**Source document**

+++

2. Make entries in a separate “CONFLICTS” table in the database that contains the ID of the object in question, and the two versions which conflict.
3. Log conflicts in the COMMENTS tables, where appropriate.
Domain Objects
Replication of the ActionSite domain objects, e.g. actions, Fixlets, etc., must be considered at both the database table level and the domain object level because, for certain types of object, special conflict resolution rules or changes to the existing object format are necessary.
Table-Level Synchronization

- PROPERTIES
- TEXTFIELDS
- BLOBFIELDS
- VERSIONS
- ACTIONS

PROPERTIES, TEXTFIELDS, and BLOBFIELDS are retrieved via a basic sequence based replication scheme. Only ActionSite rows are replicated. The preferred embodiment relies on GatherDB on each server to update external content.
VERSIONS are replicated as a byproduct of PROPERTIES replication. In addition to the relevant PROPERTIES columns, the retrieval query includes the CreationVersion column from VERSIONS. During insertion of the retrieved PROPERTIES rows, if the corresponding VERSIONS row does not exist, it is inserted using the retrieved CreationVersion and Version. If a VERSION row does exist, the LatestVersion column is updated whenever the Version column of the replicated row is greater (under the total order) than the existing LatestVersion. Otherwise, the object is replicated, but the VERSION table is not modified.

+++

**Stated exercise 1**
For each statement, indicate whether it agrees with the replication text, answering yes or no and quoting the words of the text that decide it: (a) Only ActionSite rows are replicated. (b) VERSIONS are replicated through their own scheme, separately from PROPERTIES. (c) If a VERSION row already exists and the replicated Version is not greater than LatestVersion, the VERSION table is still modified.
The replication text and the rows that follow it are unrelated to each other.

**Data section**
+++

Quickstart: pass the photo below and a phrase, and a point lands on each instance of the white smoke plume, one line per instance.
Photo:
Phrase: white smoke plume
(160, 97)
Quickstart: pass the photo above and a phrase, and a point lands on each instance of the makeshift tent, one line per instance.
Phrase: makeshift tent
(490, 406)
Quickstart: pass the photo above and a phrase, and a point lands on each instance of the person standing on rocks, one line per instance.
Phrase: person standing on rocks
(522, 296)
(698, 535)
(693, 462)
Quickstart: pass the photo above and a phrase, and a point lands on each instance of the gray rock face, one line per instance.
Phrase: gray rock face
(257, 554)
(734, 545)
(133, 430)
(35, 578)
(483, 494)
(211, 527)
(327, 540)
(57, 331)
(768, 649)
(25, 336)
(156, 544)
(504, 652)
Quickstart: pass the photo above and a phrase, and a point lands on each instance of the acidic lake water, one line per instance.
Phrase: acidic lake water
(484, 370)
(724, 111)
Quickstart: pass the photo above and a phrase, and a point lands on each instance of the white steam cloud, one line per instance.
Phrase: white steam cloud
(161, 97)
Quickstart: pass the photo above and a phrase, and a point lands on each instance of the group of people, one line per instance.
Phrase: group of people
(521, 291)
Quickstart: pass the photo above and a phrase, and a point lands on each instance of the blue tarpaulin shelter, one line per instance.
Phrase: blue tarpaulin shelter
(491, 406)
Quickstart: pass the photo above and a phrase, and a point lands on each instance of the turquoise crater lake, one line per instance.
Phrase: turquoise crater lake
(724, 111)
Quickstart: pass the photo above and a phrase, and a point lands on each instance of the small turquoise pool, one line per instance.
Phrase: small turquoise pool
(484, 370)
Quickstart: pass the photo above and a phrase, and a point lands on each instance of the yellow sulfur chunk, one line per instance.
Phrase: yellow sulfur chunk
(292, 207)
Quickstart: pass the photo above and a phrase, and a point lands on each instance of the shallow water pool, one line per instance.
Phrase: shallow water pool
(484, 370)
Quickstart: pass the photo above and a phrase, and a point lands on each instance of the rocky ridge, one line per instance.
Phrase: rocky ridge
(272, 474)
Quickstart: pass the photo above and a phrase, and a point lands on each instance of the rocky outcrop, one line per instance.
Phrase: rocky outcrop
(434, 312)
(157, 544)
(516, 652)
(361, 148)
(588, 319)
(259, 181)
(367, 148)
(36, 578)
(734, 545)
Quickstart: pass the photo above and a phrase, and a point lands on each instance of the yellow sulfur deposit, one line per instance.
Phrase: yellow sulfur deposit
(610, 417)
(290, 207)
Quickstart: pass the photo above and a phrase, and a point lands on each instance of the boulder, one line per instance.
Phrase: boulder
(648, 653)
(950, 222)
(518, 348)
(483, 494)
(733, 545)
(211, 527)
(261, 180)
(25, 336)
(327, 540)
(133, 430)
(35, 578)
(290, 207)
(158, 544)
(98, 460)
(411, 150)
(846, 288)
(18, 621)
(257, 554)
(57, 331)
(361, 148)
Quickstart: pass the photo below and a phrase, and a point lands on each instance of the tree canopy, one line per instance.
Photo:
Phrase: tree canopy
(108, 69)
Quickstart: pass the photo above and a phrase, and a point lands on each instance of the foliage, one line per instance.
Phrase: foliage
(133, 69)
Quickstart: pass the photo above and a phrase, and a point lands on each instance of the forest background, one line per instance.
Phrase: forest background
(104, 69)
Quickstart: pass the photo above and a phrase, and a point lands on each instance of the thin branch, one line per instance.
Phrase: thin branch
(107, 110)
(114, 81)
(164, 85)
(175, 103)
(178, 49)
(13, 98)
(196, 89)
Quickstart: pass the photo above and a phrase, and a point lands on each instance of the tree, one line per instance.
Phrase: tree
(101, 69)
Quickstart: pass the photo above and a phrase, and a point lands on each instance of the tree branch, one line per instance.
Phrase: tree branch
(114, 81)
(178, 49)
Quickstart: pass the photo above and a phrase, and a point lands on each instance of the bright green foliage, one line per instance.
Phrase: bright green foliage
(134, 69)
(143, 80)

+++

**Stated exercise 2**
Reproduce the rows precisely, from the line containing "green foliage, one line per instance." through the end of the rows.

**Written reply 1**
(a) Yes: "Only ActionSite rows are replicated."
(b) No: "VERSIONS are replicated as a byproduct of PROPERTIES replication."
(c) No: "Otherwise, the object is replicated, but the VERSION table is not modified."

**Written reply 2**
Quickstart: pass the photo above and a phrase, and a point lands on each instance of the bright green foliage, one line per instance.
Phrase: bright green foliage
(134, 69)
(143, 80)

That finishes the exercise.